> **Items stored from a collection**

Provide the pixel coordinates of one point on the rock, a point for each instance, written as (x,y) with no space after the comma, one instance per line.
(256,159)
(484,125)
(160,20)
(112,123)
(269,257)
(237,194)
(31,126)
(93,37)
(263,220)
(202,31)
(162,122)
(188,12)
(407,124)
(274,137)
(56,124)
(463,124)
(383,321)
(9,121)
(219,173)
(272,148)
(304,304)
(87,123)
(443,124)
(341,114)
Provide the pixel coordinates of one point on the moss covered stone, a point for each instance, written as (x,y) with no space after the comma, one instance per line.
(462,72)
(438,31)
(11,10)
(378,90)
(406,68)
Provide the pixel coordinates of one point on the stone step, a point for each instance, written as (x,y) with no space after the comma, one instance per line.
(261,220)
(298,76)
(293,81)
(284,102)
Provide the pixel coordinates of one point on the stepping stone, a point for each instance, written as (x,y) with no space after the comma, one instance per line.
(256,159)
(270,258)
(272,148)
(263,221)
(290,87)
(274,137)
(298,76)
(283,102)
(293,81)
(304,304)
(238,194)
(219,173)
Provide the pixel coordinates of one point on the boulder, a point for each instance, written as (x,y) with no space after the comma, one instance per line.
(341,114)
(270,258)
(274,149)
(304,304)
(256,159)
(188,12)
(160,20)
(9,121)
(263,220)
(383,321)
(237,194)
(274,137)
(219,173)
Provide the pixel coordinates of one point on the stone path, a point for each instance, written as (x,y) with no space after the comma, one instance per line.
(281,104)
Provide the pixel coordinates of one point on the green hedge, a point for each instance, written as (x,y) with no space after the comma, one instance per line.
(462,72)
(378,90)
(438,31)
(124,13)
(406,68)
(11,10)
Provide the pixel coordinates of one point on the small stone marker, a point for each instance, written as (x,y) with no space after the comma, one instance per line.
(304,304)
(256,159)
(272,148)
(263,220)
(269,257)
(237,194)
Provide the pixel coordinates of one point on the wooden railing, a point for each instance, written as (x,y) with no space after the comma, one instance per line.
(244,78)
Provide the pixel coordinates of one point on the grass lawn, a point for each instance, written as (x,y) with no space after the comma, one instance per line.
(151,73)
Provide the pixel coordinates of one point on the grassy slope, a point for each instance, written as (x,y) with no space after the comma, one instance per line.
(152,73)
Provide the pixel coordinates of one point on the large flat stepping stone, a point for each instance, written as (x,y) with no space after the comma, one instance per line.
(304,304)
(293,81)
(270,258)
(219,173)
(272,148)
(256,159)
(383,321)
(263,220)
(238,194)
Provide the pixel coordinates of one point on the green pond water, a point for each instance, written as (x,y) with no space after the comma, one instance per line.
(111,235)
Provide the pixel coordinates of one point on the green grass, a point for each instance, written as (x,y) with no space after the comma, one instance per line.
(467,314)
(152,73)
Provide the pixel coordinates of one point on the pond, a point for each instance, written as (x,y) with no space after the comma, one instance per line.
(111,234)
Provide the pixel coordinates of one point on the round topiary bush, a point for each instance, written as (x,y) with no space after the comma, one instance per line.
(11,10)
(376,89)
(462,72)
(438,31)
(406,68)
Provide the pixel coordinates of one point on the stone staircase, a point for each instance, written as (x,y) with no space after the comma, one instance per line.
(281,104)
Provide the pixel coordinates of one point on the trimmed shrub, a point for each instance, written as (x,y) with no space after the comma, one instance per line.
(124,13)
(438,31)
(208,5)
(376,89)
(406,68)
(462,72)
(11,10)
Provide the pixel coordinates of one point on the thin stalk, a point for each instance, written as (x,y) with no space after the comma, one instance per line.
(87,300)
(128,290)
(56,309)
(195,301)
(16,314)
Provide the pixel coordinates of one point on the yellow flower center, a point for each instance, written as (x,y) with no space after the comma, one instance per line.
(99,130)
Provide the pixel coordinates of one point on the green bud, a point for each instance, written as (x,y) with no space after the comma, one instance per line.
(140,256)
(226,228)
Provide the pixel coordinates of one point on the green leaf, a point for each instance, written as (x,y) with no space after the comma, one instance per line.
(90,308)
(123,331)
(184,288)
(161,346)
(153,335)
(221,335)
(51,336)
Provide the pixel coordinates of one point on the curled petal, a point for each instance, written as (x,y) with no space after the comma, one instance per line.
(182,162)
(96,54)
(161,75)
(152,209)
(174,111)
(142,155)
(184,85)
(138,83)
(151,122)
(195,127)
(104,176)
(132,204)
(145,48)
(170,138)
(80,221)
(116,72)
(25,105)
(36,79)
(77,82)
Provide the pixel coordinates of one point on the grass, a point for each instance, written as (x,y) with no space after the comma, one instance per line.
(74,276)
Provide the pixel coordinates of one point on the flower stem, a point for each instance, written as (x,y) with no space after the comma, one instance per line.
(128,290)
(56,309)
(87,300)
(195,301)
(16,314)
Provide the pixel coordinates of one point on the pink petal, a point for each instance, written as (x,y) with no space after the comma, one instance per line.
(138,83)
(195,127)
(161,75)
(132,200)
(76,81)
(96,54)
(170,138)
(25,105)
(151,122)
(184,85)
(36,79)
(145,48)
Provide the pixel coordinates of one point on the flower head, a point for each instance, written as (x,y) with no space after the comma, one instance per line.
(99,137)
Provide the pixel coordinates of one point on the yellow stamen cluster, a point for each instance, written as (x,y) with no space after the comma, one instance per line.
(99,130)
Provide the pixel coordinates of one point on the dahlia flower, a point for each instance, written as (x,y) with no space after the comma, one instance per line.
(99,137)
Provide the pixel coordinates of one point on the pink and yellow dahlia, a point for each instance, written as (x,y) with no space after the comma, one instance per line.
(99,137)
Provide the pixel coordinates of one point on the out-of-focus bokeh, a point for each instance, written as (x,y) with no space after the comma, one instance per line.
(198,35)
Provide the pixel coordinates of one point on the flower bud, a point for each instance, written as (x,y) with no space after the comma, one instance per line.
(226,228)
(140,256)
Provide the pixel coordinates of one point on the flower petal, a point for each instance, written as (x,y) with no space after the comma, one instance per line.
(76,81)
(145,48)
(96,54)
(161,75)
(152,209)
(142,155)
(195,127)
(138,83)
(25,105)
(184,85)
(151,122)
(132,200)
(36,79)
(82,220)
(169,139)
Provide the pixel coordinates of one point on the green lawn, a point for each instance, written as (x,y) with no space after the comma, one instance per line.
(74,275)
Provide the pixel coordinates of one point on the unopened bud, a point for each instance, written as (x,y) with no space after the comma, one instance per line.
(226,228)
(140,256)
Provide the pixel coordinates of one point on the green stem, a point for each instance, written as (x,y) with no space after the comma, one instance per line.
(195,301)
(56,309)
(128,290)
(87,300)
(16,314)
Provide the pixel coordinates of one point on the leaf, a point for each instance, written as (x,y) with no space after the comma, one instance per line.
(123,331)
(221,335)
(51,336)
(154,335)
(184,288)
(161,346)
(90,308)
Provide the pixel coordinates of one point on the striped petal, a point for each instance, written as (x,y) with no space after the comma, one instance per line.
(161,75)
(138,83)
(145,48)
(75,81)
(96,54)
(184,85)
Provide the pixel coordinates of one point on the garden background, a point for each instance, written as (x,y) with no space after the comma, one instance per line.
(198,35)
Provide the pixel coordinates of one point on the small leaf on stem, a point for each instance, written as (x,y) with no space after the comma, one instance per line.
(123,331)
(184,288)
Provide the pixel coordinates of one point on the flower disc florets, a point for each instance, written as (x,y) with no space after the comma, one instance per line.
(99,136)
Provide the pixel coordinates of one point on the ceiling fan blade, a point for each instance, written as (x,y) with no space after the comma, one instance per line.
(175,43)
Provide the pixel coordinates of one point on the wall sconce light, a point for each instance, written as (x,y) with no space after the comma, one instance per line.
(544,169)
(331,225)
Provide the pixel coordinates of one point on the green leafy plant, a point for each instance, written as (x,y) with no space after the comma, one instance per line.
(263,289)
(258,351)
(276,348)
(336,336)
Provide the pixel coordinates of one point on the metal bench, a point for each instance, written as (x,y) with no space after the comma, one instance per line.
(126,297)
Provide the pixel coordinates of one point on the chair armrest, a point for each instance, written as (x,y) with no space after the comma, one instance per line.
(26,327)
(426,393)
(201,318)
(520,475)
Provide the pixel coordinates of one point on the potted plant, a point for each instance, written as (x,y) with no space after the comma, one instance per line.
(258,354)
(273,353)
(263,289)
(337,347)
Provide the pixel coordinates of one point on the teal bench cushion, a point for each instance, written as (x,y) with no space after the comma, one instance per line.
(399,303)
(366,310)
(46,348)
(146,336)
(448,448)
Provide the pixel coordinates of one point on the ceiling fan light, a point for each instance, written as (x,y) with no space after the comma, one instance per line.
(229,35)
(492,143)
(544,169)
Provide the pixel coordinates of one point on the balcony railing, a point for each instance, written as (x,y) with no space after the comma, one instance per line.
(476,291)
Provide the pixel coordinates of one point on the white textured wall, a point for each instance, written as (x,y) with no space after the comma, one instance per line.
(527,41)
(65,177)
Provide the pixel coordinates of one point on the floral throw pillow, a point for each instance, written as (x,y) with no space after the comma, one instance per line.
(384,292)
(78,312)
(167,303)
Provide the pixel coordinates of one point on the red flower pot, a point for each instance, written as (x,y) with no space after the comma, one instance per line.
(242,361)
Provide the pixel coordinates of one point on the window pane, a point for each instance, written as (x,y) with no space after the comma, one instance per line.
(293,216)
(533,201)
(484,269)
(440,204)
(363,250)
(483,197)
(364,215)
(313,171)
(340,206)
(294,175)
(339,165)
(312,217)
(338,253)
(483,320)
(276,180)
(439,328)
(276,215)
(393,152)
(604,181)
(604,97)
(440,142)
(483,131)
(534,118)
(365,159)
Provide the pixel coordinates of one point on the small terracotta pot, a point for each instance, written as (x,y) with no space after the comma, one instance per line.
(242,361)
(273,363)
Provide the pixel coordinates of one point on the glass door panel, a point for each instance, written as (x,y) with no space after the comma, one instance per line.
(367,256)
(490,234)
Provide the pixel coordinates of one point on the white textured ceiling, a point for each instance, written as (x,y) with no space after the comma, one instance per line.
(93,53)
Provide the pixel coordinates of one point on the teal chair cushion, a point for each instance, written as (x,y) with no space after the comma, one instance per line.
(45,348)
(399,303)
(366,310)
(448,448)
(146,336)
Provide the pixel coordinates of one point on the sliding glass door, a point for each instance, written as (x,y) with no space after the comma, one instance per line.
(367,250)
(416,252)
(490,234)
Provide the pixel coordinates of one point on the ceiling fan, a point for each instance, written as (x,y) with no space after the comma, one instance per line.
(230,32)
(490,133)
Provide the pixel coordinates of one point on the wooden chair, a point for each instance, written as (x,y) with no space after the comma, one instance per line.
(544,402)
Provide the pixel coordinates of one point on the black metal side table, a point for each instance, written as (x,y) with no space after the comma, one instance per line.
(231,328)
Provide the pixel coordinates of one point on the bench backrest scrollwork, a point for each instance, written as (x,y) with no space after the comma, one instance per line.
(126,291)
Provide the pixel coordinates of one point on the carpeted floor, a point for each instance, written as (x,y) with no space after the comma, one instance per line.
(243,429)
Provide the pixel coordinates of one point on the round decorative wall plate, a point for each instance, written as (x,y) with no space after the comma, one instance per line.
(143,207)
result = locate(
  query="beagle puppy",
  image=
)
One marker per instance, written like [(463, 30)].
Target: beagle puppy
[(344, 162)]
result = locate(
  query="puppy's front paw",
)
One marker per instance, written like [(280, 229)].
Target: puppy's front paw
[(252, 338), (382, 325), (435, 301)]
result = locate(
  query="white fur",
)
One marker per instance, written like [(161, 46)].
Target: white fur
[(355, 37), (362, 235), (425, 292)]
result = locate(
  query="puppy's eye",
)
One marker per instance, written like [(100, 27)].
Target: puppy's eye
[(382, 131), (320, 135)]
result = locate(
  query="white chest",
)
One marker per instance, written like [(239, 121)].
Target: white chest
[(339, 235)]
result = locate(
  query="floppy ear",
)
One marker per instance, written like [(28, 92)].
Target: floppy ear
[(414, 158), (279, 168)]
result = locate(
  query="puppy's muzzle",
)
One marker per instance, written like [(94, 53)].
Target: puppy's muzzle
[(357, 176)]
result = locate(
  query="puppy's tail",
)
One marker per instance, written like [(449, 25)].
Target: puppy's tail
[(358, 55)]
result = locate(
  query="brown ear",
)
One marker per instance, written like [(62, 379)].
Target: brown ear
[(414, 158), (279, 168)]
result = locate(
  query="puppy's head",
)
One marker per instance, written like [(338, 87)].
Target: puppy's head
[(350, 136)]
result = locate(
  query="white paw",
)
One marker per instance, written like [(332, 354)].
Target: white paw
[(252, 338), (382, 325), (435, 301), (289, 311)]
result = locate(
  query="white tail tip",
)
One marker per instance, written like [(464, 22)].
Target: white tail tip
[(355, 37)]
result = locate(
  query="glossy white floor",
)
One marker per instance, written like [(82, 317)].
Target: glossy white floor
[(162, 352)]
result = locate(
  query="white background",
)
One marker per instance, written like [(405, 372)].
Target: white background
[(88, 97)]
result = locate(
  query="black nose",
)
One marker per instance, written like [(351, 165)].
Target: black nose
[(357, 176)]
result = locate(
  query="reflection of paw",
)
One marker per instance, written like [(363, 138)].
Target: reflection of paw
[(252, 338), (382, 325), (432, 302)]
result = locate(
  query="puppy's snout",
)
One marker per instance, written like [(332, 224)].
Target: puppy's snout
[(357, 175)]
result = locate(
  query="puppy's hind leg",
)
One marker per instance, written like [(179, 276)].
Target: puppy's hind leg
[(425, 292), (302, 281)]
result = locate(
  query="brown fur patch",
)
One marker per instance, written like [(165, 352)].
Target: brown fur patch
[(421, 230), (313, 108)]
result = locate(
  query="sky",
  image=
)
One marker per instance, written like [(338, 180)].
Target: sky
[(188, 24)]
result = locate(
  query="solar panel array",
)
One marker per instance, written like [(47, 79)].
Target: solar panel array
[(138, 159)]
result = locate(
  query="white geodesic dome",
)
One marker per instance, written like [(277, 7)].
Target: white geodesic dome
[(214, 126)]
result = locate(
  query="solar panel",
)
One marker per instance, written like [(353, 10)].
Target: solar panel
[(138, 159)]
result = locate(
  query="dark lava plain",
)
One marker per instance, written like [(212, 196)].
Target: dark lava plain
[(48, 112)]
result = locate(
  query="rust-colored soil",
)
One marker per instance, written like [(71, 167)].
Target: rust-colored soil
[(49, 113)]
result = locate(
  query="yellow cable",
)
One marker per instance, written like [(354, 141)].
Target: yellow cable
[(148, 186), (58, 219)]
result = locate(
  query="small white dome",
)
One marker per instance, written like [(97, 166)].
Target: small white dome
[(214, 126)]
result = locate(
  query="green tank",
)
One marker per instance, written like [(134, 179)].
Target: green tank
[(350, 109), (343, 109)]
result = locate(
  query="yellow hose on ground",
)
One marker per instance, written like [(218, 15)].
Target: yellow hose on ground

> **AIM**
Gather every line of the data above that contains the string "rust", and copy each of those lines in full.

> **IN RESPONSE**
  query="rust-colored soil",
Target: rust-colored soil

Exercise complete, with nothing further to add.